What is expected: Report each line in the records below that contains the string "jersey", copying every such line in full.

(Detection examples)
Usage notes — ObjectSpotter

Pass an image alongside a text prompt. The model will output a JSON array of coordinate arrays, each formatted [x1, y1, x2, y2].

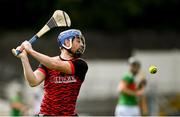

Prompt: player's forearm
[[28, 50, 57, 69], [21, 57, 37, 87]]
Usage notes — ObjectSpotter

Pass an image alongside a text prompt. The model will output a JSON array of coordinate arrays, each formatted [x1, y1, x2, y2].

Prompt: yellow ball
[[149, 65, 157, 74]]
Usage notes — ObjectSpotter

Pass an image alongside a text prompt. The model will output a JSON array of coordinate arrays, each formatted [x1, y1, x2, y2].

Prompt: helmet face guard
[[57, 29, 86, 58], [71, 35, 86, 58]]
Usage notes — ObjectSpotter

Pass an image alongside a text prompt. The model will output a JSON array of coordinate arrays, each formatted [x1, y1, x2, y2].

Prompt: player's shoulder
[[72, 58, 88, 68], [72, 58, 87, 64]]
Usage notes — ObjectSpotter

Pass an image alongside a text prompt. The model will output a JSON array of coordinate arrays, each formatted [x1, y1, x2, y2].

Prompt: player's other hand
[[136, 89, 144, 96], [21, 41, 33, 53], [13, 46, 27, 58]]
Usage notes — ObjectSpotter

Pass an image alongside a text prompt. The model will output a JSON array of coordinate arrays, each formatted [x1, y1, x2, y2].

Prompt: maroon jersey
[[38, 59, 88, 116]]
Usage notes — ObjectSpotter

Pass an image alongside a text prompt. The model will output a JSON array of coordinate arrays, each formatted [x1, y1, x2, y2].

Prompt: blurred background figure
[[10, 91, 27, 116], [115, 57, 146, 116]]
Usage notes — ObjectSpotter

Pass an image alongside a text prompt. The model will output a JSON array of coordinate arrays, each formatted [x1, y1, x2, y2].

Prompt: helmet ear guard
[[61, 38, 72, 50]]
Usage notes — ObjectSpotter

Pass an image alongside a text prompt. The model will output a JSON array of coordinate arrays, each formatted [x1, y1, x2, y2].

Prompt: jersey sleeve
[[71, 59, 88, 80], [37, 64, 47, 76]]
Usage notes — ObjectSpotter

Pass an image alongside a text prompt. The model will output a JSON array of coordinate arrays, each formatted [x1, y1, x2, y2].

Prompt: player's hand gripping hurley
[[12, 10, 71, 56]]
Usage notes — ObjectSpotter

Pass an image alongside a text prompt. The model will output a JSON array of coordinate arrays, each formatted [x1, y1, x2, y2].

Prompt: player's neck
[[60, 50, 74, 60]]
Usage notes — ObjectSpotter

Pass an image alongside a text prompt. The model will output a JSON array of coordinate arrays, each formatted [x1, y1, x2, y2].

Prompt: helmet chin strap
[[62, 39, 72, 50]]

Response to this exercise:
Prompt: maroon jersey
Prompt: jersey sleeve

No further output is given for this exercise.